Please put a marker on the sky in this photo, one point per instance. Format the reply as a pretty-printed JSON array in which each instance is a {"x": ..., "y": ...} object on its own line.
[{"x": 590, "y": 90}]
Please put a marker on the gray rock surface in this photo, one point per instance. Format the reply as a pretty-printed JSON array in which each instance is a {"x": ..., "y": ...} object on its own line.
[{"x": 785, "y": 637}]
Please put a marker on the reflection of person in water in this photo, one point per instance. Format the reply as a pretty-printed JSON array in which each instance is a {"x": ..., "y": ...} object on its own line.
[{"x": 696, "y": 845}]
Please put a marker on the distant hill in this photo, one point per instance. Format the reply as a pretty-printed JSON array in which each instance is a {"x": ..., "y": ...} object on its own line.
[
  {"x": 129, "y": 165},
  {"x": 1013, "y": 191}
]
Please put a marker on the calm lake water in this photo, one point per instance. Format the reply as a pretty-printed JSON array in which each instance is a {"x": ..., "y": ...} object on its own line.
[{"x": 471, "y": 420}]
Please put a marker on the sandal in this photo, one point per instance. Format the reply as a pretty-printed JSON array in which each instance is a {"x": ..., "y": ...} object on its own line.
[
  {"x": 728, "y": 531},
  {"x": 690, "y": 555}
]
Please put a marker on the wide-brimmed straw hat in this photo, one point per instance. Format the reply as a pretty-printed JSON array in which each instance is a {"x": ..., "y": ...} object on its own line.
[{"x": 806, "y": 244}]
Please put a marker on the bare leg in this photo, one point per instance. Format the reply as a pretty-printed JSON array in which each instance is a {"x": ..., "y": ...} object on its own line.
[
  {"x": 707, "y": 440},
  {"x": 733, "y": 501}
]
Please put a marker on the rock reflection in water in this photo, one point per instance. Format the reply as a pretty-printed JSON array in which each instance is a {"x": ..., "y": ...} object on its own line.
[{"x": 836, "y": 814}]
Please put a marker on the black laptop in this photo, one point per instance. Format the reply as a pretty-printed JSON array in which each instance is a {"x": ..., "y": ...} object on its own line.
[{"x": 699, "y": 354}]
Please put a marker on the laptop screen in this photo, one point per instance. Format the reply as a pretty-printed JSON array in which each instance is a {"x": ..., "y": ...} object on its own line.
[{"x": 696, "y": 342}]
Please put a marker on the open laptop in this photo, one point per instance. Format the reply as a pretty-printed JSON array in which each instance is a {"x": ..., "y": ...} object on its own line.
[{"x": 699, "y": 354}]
☆ ☆ ☆ ☆ ☆
### THE TASK
Transcribe the data above in full, exactly.

### EXERCISE OUTPUT
Please put a marker on the sky in this photo, one point per instance. Format the reply as a pretty-printed JSON array in which each instance is a {"x": ..., "y": ...} object on its own line.
[{"x": 590, "y": 90}]
Please put a marker on the gray rock surface in this photo, one point per instance. Format the reply as a pretty-printed JSON array in which each instance is a {"x": ..., "y": ...} object on its own line.
[{"x": 785, "y": 637}]
Please put a marker on the reflection of person in water in this photo, one point per instance. Format the reply as a pretty-printed JSON array in which each instance is a {"x": ..., "y": ...} object on its own line.
[{"x": 696, "y": 845}]
Please put a marker on the distant hill in this photo, one point per instance. Format the reply as a pretty-printed JSON array in which each instance is a {"x": ..., "y": ...} object on its own line.
[
  {"x": 129, "y": 165},
  {"x": 1013, "y": 191}
]
Please put a marker on the calm lake water in this photo, one point per instance. Format the reply as a pretty-printed JSON array in which each instance is a {"x": ..., "y": ...} object on its own line.
[{"x": 471, "y": 420}]
Please put a marker on the sandal in this photo, one point per instance. Format the reply as a pretty-printed JSON array in which each instance is a {"x": ..., "y": ...} object on its own line.
[
  {"x": 728, "y": 531},
  {"x": 690, "y": 555}
]
Please put a marker on the wide-brimmed straw hat in this photo, one point per instance. Format the reply as a pretty-printed JSON array in which each instance is a {"x": ..., "y": ...} object on its own line.
[{"x": 806, "y": 244}]
Please put a marker on the bare leg in this photo, one point per instance. Format the reply as a pretty-printed JSON array in which each instance is a {"x": ..., "y": ...} object on its own line.
[
  {"x": 707, "y": 440},
  {"x": 733, "y": 501}
]
Please put a marker on the rock reflection in water in this photo, one point per instance. Format the reply as a pretty-printed JSON array in which each instance is a {"x": ..., "y": ...} object on its own line.
[{"x": 836, "y": 814}]
Please put a marker on the black laptop in this photo, one point per instance. Format the reply as a pretty-printed JSON array in which each instance is a {"x": ..., "y": ...} object on its own line.
[{"x": 699, "y": 354}]
Please put a marker on the laptop screen in this photo, one point per instance. Format the reply as a pretty-printed JSON array in which each instance is a {"x": ..., "y": ...} object on its own line.
[{"x": 696, "y": 342}]
Please put a marker on the open laptop in this photo, one point per instance. Format the reply as a pretty-printed JSON array in which each instance is a {"x": ..., "y": ...} object on its own line.
[{"x": 699, "y": 354}]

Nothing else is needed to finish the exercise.